REQUIREMENTS |
Pick out each line of the items below that contains the string "raft" and copy those lines. Case counts when matching.

Collected data entries:
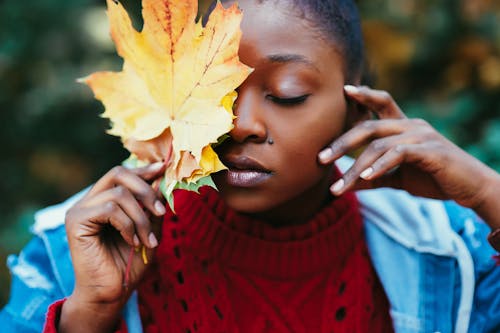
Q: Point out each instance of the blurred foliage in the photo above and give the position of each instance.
(439, 59)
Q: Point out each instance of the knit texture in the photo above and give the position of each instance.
(218, 271)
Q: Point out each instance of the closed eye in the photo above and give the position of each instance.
(292, 101)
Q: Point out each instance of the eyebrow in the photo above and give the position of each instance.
(290, 58)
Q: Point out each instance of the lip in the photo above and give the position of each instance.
(244, 171)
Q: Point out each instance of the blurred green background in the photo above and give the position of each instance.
(439, 59)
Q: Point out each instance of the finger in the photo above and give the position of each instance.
(128, 203)
(361, 135)
(378, 101)
(135, 181)
(363, 166)
(108, 213)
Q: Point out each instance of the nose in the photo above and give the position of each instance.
(249, 124)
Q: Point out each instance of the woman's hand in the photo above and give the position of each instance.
(103, 227)
(409, 154)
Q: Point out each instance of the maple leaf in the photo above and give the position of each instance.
(174, 95)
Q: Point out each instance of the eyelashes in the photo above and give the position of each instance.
(292, 101)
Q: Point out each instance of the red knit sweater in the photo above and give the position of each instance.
(217, 271)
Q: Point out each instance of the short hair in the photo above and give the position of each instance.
(339, 22)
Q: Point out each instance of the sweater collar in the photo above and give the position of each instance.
(247, 244)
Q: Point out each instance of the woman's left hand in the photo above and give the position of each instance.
(410, 154)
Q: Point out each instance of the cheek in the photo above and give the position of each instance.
(308, 133)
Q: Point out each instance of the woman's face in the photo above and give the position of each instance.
(290, 107)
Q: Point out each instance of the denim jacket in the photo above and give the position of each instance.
(431, 256)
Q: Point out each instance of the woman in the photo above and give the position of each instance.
(286, 246)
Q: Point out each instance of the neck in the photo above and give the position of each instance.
(299, 210)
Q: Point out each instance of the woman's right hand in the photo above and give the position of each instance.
(114, 217)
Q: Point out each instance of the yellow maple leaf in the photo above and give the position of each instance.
(174, 95)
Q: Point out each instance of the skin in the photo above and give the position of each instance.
(289, 61)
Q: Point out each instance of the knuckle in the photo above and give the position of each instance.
(400, 149)
(386, 97)
(111, 207)
(120, 191)
(117, 171)
(379, 145)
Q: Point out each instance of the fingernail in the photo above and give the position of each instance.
(325, 155)
(351, 89)
(160, 209)
(153, 242)
(367, 173)
(156, 166)
(338, 186)
(136, 240)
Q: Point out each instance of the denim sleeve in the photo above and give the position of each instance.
(486, 307)
(33, 289)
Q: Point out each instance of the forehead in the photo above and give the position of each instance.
(276, 27)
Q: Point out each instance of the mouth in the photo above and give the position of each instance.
(245, 171)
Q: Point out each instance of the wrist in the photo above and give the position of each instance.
(78, 315)
(489, 207)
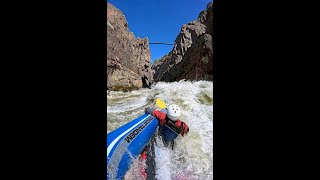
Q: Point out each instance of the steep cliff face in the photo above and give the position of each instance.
(192, 55)
(128, 58)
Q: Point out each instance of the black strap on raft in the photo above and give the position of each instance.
(172, 125)
(161, 43)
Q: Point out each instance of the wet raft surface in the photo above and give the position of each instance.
(192, 157)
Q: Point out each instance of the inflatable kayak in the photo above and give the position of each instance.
(126, 144)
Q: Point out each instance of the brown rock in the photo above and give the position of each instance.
(128, 58)
(192, 55)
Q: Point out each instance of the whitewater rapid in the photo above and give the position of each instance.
(192, 157)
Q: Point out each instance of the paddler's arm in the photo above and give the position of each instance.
(185, 128)
(157, 114)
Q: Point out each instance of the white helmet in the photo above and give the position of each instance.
(174, 112)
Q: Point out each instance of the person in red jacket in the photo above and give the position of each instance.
(170, 124)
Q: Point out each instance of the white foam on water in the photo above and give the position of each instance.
(192, 156)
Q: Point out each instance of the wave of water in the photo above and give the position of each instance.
(192, 157)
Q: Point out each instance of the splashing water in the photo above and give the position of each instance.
(192, 157)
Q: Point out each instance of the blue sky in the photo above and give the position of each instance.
(159, 20)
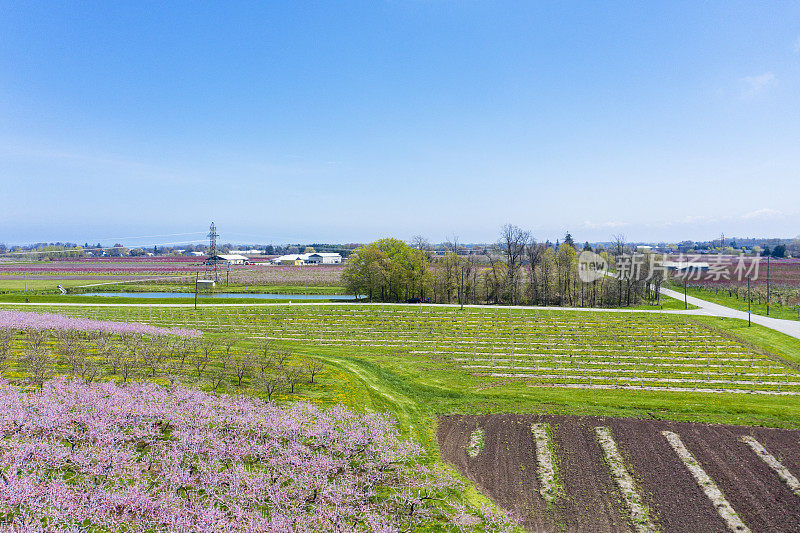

WRITTEN REPLY |
Q: Point out each instance of the black strap on raft in the photo above and give the position of each instance.
Q: Point out each instance of the wet raft surface in the photo above and give the position of each instance.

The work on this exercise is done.